◆ **Dataset records**:
___
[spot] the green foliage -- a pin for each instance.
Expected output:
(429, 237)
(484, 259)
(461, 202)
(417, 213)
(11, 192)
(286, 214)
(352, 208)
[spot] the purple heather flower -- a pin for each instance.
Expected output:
___
◆ **Written exercise**: Repeat every one of the records above word for word, line by line, with nothing changed.

◆ **The response**:
[spot] the green foliage -- a pin for each instance.
Expected output:
(429, 237)
(484, 259)
(461, 202)
(417, 213)
(11, 192)
(286, 214)
(352, 208)
[spot] the purple heather flower -- a pin for each instance.
Expected output:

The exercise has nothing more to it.